Exercise brief: Each record that comes next should be output exactly; pictures do not belong in the copy.
********************
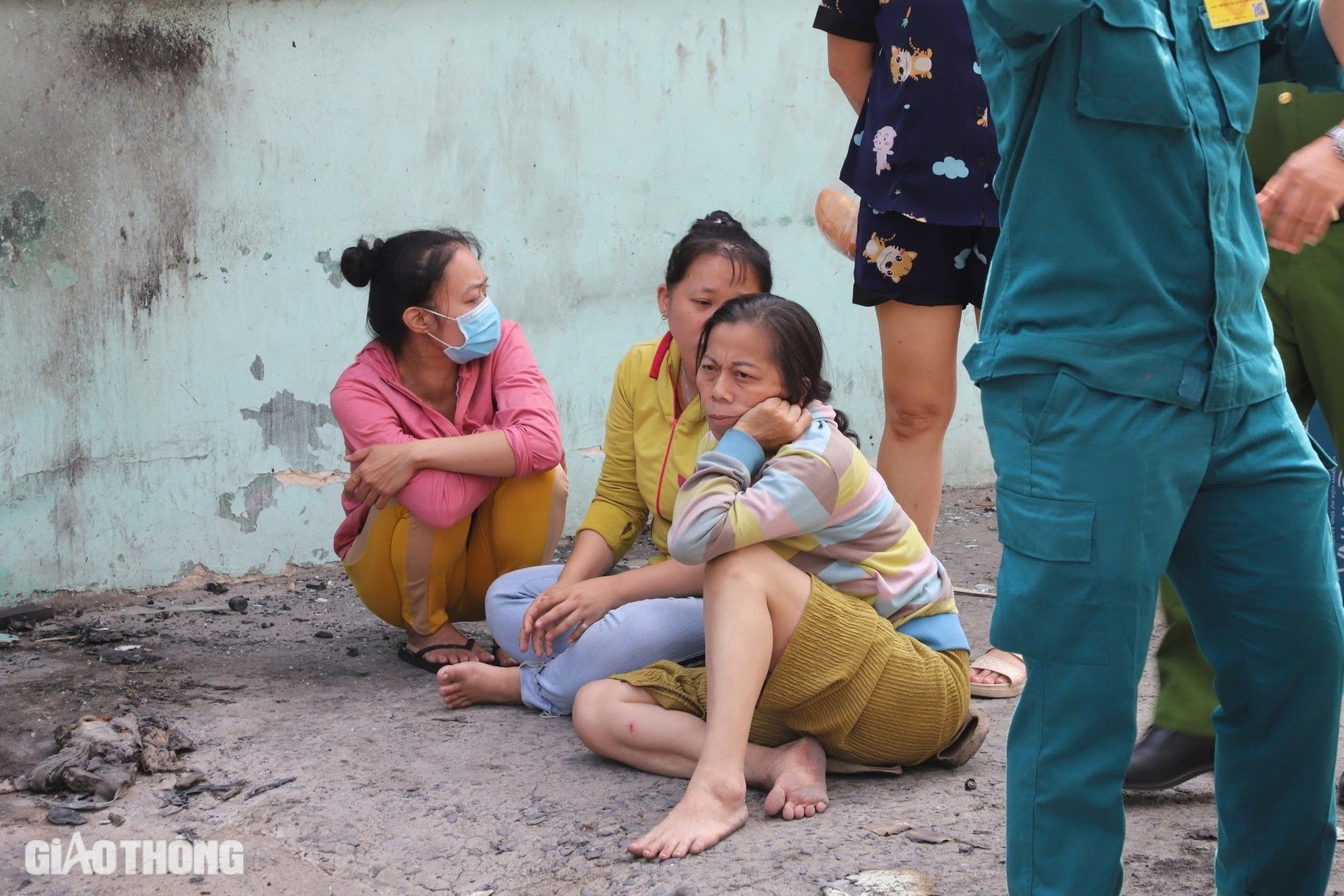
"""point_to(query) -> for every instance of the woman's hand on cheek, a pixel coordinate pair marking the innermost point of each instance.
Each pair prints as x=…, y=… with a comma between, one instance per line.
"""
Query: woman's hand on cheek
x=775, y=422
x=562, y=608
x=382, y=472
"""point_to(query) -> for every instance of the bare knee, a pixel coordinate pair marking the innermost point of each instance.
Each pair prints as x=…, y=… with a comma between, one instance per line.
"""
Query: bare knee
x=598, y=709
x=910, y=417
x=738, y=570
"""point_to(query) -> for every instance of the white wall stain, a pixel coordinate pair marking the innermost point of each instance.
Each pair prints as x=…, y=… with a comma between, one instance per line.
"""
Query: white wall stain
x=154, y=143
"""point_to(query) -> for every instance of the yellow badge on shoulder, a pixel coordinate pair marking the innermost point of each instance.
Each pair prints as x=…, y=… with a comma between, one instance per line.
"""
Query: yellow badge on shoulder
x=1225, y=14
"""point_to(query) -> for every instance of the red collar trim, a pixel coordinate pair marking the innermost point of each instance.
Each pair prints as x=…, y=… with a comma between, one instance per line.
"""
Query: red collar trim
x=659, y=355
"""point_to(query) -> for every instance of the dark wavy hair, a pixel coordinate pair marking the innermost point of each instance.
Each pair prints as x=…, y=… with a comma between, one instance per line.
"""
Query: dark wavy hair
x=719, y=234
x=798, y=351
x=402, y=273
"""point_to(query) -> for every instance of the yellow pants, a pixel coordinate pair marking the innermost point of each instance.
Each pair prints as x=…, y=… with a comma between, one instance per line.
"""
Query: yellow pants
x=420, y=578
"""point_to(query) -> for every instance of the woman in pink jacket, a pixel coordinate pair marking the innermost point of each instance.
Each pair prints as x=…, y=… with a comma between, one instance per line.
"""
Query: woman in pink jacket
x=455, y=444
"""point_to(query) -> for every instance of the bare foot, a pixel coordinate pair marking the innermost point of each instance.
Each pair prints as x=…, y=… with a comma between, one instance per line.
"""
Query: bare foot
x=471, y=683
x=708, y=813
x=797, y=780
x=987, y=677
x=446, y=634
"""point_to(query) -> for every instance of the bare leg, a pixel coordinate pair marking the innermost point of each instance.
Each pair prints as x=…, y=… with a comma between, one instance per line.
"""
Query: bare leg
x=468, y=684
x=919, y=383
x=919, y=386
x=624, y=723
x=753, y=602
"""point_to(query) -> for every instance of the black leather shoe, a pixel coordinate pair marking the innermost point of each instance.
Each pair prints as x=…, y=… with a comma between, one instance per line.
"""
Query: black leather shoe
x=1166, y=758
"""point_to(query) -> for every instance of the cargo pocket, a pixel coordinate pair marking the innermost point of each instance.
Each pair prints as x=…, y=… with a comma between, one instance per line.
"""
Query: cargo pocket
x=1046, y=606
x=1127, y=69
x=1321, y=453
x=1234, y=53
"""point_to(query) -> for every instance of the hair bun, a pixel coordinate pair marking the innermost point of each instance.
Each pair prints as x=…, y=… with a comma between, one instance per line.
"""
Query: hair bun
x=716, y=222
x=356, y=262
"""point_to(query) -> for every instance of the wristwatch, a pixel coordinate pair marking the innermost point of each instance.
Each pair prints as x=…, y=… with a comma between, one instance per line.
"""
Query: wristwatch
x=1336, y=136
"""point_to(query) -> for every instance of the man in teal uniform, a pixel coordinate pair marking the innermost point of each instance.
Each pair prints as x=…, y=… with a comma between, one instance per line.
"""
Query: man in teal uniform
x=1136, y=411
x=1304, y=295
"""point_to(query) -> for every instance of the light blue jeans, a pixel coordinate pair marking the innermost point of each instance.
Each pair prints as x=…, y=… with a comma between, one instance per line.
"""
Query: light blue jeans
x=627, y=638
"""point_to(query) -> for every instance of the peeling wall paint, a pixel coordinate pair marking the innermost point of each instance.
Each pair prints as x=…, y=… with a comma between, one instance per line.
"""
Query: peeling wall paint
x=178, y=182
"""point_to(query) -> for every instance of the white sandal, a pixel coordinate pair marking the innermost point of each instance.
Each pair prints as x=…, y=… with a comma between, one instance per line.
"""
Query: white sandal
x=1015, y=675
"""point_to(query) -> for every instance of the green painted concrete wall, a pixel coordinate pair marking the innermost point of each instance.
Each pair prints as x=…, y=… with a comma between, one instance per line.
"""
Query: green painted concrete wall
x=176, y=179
********************
Completed task:
"""point_to(query) -> for every instance of the woman's hand on cheek, a pixel coordinate pair marking the innermost point of each instance.
Each pair prints as x=…, y=… with a comma between, one instance per line.
"""
Query: woman's hand on cheek
x=775, y=422
x=562, y=608
x=382, y=472
"""point_to(query) -> for every instance of the bare knee, a pixel coordinate pair marking the innermost point of each instance.
Each pair prints as x=…, y=… with a comma between, one instance per line.
"""
Query: bare knee
x=598, y=709
x=910, y=417
x=738, y=570
"""point_to(query) -> for every instance of the white wall stain, a pixel coordinate pair marking the innermost point of each instance.
Each pair prints as x=…, y=… with a comma between, one instance per line.
"""
Query: white wall stain
x=154, y=143
"""point_to(query) -> for every instance of the yellow badge on shoulder, a pixel coordinate pair marking the innermost point of each instance.
Each pair prints as x=…, y=… with a comma between, one instance per line.
"""
Query: yellow badge on shoulder
x=1225, y=14
"""point_to(query) -> for every instance of the red collar trim, a pixel coordinate pair marking the innermost point of each instance.
Each pair prints as x=…, y=… with a comma between, one instance per line.
"""
Query: red collar trim
x=659, y=355
"""point_to(query) -> for every instance of the dark wavy hair, a pixel coordinate pair marking the innermost point of each instance.
Each pair prints as x=…, y=… with a comma between, one instance per line.
"""
Query: dark wavy hair
x=719, y=234
x=798, y=351
x=402, y=273
"""point_to(query) -> for every instance of the yellow pants, a pixel coordinate pair marking the innermost point of each instance.
Each pair prints as x=…, y=… with a comma between, one instance per line.
"""
Query: yellow pants
x=420, y=578
"""point_to(query) -> for every instance of the woman in pink jacket, a pixel coordinate pair marking the innermost point of each instance.
Each pair prints as x=…, y=… with a comma between, one instance per line.
"""
Query: woman in pink jacket
x=455, y=444
"""point_to(query) -> for every instance of the bare foot, a pixel coordinate pair marking the innermost point of each instance.
Each pair prints as x=…, y=… with a comma between, one instance per line.
"""
Query: bare foot
x=471, y=683
x=708, y=813
x=797, y=780
x=987, y=677
x=446, y=634
"""point_to(query) -> for every instance of the bare leg, a pixel coordinate pair marking the innermost point of each instance.
Each pair prints as x=…, y=… with a comma between, one instance per line.
"""
Query: bare leg
x=468, y=684
x=919, y=383
x=919, y=386
x=624, y=723
x=753, y=602
"""point_to(query) -> for every instance of the black leather shoe, a pixel coordinate pair marking the innermost point of each instance.
Each pair prints as x=…, y=… with a comma between, one instance per line.
"""
Query: black leather shoe
x=1166, y=758
"""point_to(query) -> for every instance of the cargo pocket, a pixel coordinate pair marking the innermost point of each instance.
Each pair prints as x=…, y=… with a comma between, one instance per line.
"""
Query: cargo pocket
x=1046, y=606
x=1127, y=69
x=1321, y=453
x=1234, y=53
"""point_to(query) -> for every instance of the hair bun, a pixel coordinate pair marking the innermost point of each instance.
Each pair prints as x=…, y=… with a comma between, one instance per line.
"""
Query: hair bun
x=716, y=222
x=356, y=262
"""point_to(query) -> for every instance of the wristwatch, a pixel coordinate pair marking the innermost point of each instance.
Each pair prints as x=…, y=… with a comma between, one instance per line.
"""
Query: wristwatch
x=1336, y=136
"""point_to(query) -> for every instance of the man in teal uniform, a pixel coordinate pair marking the innermost point of each instance.
Each pair prints as x=…, y=… with a comma between, one instance per line.
"""
Query: man in teal uniform
x=1136, y=411
x=1304, y=295
"""point_to(query) -> for every instance of the light blue jeans, a pixel coordinate pair marking the innermost point of each instance.
Each pair prints as x=…, y=… with a comma between, one instance per line.
"""
Query: light blue jeans
x=627, y=638
"""point_to(query) -> for every instance of the peeling wall paint, a pixel coordinate pair marking the innermost point of each instance.
Each pair prints as x=…, y=… with a comma between, one instance per line.
"""
Query: peeling wall paint
x=178, y=182
"""point_to(query) -> for every instance of the white sandal, a pixel coordinate pair marking the innermost point of each instance.
Each pair prints as x=…, y=… with a comma between, one instance per line.
"""
Query: white sandal
x=1015, y=675
"""point_to(query) -> for every instance of the green painted concrete wall, a pixel coordinate pair marking the innermost point of each instance.
Each pair prints as x=…, y=… with a comma between, one instance per line.
"""
Query: green painted concrete wall
x=176, y=179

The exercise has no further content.